**Dettagli del compito**.
Trascrivi dal testo su Achille Campanile il passo compreso tra "Manuale di Conversazione" e "non appare mai.", estremi inclusi.

**Estratto del documento**.
——
Il manuale senza regole

Carlo Bo

Introduzione a

Manuale di Conversazione

BUR - Rizzoli Editore, Agosto 1976

Ci sono scrittori avari, gelosi fino alla mania del proprio capitale e ci sono scrittori prodighi o addirittura incuranti del proprio tesoro e disposti ad aiutare il tempo nella sua impietosa opera di distruzione. Achille Campanile appartiene all'ultima famiglia e anche oggi, nel pieno della maturità, non ha perduto nulla della sua prima e lontana grazia d'invenzione libera con cui era riuscito a imporsi all'attenzione di giudici difficili con il teatro e il romanzo. Ne sono passate delle stagioni, ne sono stati fatti dei tentativi in tutti i sensi, lo spettatore disinteressato è stato sottoposto a delle vere e proprie battaglie per stabilire e consolidare delle fame ma nei fogli di questo enorme registro legato dalla moda e dall'industria il nome di Campanile non appare mai.

Così come non lo trovereste nelle tante storie della letteratura, e qui la cosa sorprende e stupisce perché Campanile è stato uno dei rarissimi inventori di un nuovo genere letterario e soprattutto perché é - a suo modo - un classico del Novecento, uno dei pochissimi scrittori del nostro tempo a cui una definizione del genere si addica senza suscitare dubbi e perplessità. Campanile forse ha giuocato sul tempo, sicuro come dev'essere del proprio lavoro e cosciente con grande chiarezza dei suoi limiti e quindi sostenuto dall'idea di aver svolto liberamente il suo compito, restando fedele alla sua natura.
——
**Insieme dei record**.
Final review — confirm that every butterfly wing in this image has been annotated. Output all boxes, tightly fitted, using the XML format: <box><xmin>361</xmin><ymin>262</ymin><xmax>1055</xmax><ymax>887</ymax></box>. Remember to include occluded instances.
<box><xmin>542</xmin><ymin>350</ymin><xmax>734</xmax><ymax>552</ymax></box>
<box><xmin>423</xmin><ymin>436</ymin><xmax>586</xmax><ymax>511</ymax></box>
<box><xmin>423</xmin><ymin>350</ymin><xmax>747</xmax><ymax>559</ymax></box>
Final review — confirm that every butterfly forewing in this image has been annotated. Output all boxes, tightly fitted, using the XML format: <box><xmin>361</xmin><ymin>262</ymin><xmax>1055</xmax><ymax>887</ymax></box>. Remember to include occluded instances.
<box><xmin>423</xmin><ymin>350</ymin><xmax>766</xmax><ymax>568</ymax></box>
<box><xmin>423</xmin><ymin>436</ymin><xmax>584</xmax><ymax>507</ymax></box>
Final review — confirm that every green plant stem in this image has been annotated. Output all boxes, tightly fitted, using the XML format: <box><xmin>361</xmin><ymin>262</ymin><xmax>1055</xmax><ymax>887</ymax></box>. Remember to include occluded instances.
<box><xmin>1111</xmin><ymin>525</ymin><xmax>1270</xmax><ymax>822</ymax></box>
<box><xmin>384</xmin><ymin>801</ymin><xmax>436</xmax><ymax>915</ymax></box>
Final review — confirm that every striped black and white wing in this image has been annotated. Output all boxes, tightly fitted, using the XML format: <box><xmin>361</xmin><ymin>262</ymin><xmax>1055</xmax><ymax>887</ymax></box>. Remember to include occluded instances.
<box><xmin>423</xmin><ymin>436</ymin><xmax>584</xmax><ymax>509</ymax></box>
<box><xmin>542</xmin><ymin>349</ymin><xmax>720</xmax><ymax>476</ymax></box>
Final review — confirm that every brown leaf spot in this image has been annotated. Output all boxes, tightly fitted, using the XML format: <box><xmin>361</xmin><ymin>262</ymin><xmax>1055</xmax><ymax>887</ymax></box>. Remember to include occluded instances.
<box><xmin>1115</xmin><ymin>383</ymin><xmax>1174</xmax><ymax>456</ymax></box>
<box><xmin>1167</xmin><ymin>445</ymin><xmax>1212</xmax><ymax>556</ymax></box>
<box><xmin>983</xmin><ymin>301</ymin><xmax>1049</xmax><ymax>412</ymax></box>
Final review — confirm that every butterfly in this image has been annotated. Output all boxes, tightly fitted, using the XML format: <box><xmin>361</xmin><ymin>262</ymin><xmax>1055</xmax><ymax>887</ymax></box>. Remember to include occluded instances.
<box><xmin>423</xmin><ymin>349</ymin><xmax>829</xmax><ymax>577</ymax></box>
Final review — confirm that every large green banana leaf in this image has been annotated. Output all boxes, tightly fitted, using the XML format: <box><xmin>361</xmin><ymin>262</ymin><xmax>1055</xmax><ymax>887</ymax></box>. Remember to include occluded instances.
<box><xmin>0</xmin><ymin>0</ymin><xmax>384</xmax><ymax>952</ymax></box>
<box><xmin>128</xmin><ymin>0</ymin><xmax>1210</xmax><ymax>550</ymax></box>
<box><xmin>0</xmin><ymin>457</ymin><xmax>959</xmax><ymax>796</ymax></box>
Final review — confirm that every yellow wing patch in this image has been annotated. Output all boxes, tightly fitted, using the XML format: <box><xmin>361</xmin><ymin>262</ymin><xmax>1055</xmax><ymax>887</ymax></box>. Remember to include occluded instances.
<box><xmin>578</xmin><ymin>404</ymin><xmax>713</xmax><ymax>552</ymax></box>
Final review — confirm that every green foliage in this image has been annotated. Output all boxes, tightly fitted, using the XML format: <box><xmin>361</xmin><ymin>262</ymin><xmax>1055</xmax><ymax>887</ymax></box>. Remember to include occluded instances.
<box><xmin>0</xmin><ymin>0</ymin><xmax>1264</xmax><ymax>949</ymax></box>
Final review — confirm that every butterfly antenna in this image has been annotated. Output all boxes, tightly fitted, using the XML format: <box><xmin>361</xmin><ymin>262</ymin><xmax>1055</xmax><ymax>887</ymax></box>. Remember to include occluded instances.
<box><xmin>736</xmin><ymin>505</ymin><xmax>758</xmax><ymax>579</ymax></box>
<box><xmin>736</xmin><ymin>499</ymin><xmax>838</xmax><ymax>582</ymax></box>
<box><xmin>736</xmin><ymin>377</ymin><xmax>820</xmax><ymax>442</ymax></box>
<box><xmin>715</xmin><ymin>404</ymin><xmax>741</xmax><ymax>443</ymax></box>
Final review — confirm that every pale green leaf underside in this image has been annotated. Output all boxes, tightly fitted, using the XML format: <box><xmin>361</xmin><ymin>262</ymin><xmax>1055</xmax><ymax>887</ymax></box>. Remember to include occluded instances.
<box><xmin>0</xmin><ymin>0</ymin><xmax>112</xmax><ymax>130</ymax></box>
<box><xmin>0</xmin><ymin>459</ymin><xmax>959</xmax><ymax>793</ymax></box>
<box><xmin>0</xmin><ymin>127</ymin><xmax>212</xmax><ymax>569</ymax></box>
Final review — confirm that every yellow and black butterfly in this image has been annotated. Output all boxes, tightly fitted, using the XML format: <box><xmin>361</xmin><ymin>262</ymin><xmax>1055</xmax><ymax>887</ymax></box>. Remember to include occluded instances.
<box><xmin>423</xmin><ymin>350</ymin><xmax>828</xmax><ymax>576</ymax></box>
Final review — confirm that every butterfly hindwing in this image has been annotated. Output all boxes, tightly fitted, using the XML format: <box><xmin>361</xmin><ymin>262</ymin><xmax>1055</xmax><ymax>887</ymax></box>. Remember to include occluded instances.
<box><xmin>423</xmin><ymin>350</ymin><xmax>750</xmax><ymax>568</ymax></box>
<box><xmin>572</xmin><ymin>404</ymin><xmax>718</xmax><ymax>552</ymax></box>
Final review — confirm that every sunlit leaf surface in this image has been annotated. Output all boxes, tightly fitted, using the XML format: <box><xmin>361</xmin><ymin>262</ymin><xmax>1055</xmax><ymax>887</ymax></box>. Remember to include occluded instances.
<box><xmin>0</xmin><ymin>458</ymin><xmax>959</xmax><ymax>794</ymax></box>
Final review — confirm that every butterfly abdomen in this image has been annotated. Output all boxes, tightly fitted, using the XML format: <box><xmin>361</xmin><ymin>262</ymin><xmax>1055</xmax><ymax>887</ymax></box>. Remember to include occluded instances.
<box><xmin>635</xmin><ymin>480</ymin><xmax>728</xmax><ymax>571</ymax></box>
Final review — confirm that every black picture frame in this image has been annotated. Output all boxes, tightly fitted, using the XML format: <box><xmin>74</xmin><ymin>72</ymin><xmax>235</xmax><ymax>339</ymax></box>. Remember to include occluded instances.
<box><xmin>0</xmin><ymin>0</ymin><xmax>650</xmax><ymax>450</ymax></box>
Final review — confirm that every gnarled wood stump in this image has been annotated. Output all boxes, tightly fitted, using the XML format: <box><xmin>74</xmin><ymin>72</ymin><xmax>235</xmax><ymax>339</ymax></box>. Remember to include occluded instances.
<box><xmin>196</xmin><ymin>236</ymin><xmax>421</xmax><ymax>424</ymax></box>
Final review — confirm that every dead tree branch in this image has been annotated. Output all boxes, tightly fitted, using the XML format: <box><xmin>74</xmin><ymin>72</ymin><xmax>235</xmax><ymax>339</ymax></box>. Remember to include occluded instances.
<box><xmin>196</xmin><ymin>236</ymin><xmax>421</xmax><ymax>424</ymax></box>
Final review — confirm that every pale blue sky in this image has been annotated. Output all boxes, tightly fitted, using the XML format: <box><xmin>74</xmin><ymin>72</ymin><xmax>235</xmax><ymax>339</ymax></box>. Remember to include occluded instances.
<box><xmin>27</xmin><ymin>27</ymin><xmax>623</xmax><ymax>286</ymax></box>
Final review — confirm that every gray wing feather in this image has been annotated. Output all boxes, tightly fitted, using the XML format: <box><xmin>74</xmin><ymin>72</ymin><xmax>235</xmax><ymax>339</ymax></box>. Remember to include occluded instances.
——
**Risposta**.
Manuale di Conversazione

BUR - Rizzoli Editore, Agosto 1976

Ci sono scrittori avari, gelosi fino alla mania del proprio capitale e ci sono scrittori prodighi o addirittura incuranti del proprio tesoro e disposti ad aiutare il tempo nella sua impietosa opera di distruzione. Achille Campanile appartiene all'ultima famiglia e anche oggi, nel pieno della maturità, non ha perduto nulla della sua prima e lontana grazia d'invenzione libera con cui era riuscito a imporsi all'attenzione di giudici difficili con il teatro e il romanzo. Ne sono passate delle stagioni, ne sono stati fatti dei tentativi in tutti i sensi, lo spettatore disinteressato è stato sottoposto a delle vere e proprie battaglie per stabilire e consolidare delle fame ma nei fogli di questo enorme registro legato dalla moda e dall'industria il nome di Campanile non appare mai.